[Source entries]
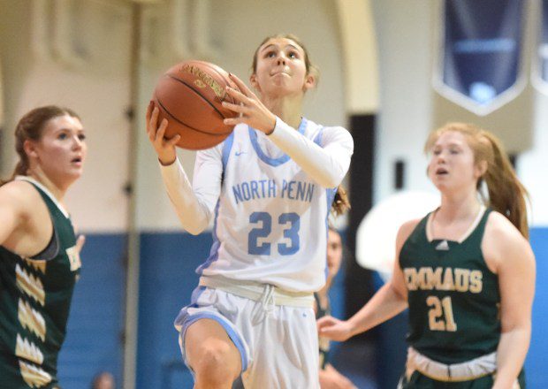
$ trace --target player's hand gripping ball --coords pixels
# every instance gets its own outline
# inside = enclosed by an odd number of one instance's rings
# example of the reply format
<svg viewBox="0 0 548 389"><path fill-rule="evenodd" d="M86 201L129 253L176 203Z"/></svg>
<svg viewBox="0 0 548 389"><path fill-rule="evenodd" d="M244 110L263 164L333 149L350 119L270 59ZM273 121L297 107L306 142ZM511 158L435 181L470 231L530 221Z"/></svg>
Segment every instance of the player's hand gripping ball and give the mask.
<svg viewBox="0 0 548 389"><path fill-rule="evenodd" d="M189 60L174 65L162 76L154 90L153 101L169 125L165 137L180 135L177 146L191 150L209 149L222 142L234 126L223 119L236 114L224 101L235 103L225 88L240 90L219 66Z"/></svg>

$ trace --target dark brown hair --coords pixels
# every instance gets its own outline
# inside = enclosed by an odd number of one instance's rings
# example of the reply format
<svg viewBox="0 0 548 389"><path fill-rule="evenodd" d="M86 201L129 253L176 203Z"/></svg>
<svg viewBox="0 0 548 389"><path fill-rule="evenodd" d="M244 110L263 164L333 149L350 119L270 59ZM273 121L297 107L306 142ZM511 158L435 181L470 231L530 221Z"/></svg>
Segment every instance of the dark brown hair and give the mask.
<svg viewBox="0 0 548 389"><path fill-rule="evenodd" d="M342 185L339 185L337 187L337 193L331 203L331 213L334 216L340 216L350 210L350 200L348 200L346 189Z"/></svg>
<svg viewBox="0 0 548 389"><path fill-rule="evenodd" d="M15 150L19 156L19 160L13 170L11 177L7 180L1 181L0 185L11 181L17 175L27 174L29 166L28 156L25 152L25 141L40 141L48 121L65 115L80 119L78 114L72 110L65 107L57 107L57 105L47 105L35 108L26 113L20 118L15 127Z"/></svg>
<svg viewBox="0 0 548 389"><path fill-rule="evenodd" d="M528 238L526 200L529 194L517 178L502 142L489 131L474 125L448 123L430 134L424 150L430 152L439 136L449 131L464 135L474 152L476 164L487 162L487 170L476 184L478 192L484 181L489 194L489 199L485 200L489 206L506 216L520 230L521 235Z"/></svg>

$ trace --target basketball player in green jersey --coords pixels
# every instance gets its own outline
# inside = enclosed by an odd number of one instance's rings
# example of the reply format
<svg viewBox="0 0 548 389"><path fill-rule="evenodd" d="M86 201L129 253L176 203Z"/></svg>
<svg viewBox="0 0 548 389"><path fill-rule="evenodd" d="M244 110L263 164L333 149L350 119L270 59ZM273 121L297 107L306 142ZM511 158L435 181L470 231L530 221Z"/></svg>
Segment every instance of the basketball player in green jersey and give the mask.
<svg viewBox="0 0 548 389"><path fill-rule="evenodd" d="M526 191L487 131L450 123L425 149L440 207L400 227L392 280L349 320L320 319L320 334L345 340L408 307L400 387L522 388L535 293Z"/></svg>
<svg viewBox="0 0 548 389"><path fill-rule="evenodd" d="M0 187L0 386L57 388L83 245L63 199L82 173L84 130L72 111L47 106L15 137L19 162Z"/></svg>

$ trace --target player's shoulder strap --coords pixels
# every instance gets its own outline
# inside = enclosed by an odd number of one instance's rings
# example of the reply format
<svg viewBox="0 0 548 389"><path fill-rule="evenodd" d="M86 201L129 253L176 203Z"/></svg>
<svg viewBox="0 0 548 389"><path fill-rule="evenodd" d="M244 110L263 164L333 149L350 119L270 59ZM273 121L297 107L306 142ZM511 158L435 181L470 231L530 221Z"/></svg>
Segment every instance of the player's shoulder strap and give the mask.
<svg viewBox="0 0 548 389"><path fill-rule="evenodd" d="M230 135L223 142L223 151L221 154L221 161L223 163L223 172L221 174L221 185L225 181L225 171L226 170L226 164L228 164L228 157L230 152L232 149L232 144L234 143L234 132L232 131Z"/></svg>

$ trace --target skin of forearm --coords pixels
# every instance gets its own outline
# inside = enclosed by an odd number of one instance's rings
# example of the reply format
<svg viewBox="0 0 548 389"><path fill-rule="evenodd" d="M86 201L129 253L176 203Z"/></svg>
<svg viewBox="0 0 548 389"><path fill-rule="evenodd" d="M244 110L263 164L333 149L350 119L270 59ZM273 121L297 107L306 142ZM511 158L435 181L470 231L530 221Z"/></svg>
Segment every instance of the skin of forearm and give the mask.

**Task prompt**. Please render every line of the entries above as a Markdown table with the columns "Row" and "Line", numbering the rows and leaving out blank lines and the pictures.

**Output for this exercise**.
| Row | Line |
|---|---|
| 1 | $ trace --target player's hand gripping ball --coords pixels |
| 2 | # every instance gets its own outline |
| 3 | # inside = enclosed by an odd number of one instance's rings |
| 4 | # example of the reply format |
| 5 | <svg viewBox="0 0 548 389"><path fill-rule="evenodd" d="M86 201L129 253L176 203Z"/></svg> |
| 6 | <svg viewBox="0 0 548 389"><path fill-rule="evenodd" d="M244 110L263 164L333 149L350 119L270 59ZM273 121L297 107L306 142ZM511 158L435 181L470 231L530 221Z"/></svg> |
| 7 | Segment every instance of the player's hand gripping ball and give the mask. |
| 8 | <svg viewBox="0 0 548 389"><path fill-rule="evenodd" d="M189 60L174 65L162 76L154 90L153 101L169 125L165 137L180 135L177 146L191 150L209 149L222 142L234 126L223 119L236 114L224 101L235 103L225 88L240 90L219 66Z"/></svg> |
| 9 | $ trace --target dark brown hair --coords pixels |
| 10 | # every instance gets its own outline |
| 11 | # inside = enclosed by an odd number of one instance's rings |
| 12 | # example of the reply format |
| 13 | <svg viewBox="0 0 548 389"><path fill-rule="evenodd" d="M86 201L129 253L176 203Z"/></svg> |
| 14 | <svg viewBox="0 0 548 389"><path fill-rule="evenodd" d="M244 110L263 164L333 149L350 119L270 59ZM273 121L297 107L306 142ZM511 158L435 181L470 231L530 221Z"/></svg> |
| 15 | Segment every instance of the dark brown hair and give the mask. |
| 16 | <svg viewBox="0 0 548 389"><path fill-rule="evenodd" d="M342 185L339 185L337 187L337 193L331 203L331 213L334 216L340 216L350 210L350 200L348 200L346 189Z"/></svg> |
| 17 | <svg viewBox="0 0 548 389"><path fill-rule="evenodd" d="M15 150L19 156L19 160L13 170L11 177L7 180L1 181L0 185L11 181L17 175L27 174L29 166L28 156L25 152L25 141L40 141L48 121L65 115L80 119L78 114L72 110L65 107L57 107L57 105L47 105L35 108L26 113L20 118L15 127Z"/></svg> |
| 18 | <svg viewBox="0 0 548 389"><path fill-rule="evenodd" d="M528 238L526 200L529 194L517 178L502 142L489 131L474 125L448 123L430 134L424 150L430 152L439 136L449 131L464 135L474 152L476 164L487 162L487 170L476 184L478 192L484 181L489 194L489 199L485 200L489 206L506 216L520 230L521 235Z"/></svg> |
| 19 | $ trace --target basketball player in green jersey --coords pixels |
| 20 | # every instance gets its own outline |
| 21 | # inside = enclosed by an odd number of one instance's rings |
| 22 | # example of the reply format |
| 23 | <svg viewBox="0 0 548 389"><path fill-rule="evenodd" d="M86 201L129 253L176 203Z"/></svg> |
| 24 | <svg viewBox="0 0 548 389"><path fill-rule="evenodd" d="M244 110L263 164L333 149L350 119L270 59ZM273 121L297 107L306 142ZM511 158L435 181L470 231L530 221Z"/></svg> |
| 25 | Segment every instance of the basketball player in green jersey and give the mask. |
| 26 | <svg viewBox="0 0 548 389"><path fill-rule="evenodd" d="M526 191L487 131L450 123L425 149L440 207L400 227L392 280L349 320L320 319L320 334L345 340L408 307L400 387L522 388L535 293Z"/></svg> |
| 27 | <svg viewBox="0 0 548 389"><path fill-rule="evenodd" d="M0 187L0 386L57 388L83 245L63 199L82 173L84 130L72 111L47 106L15 137L19 162Z"/></svg> |
| 28 | $ trace --target player's shoulder strap --coords pixels |
| 29 | # every instance gets its own outline |
| 30 | # inside = enclosed by an odd number of one instance's rings |
| 31 | # example of the reply format |
| 32 | <svg viewBox="0 0 548 389"><path fill-rule="evenodd" d="M86 201L129 253L176 203Z"/></svg> |
| 33 | <svg viewBox="0 0 548 389"><path fill-rule="evenodd" d="M244 110L263 164L333 149L350 119L270 59ZM273 121L297 107L306 142ZM511 158L435 181L470 231L530 221Z"/></svg> |
| 34 | Segment every instance of the player's shoulder strap and give the mask. |
| 35 | <svg viewBox="0 0 548 389"><path fill-rule="evenodd" d="M230 135L223 142L223 151L221 154L221 161L223 163L223 172L221 174L221 185L225 181L225 171L226 170L226 164L228 164L228 157L230 152L232 149L232 144L234 143L234 132L232 131Z"/></svg> |
| 36 | $ trace --target skin of forearm --coords pixels |
| 37 | # every instance gets its own outline |
| 38 | # inside = enclosed by an odd number of one instance's rings |
| 39 | # example of the reply format |
| 40 | <svg viewBox="0 0 548 389"><path fill-rule="evenodd" d="M86 201L129 253L176 203Z"/></svg> |
| 41 | <svg viewBox="0 0 548 389"><path fill-rule="evenodd" d="M244 110L263 164L333 149L350 119L270 59ZM273 121L297 107L306 142ZM511 158L435 181L470 231L530 221Z"/></svg> |
| 42 | Segment every instance of the skin of forearm and give the mask. |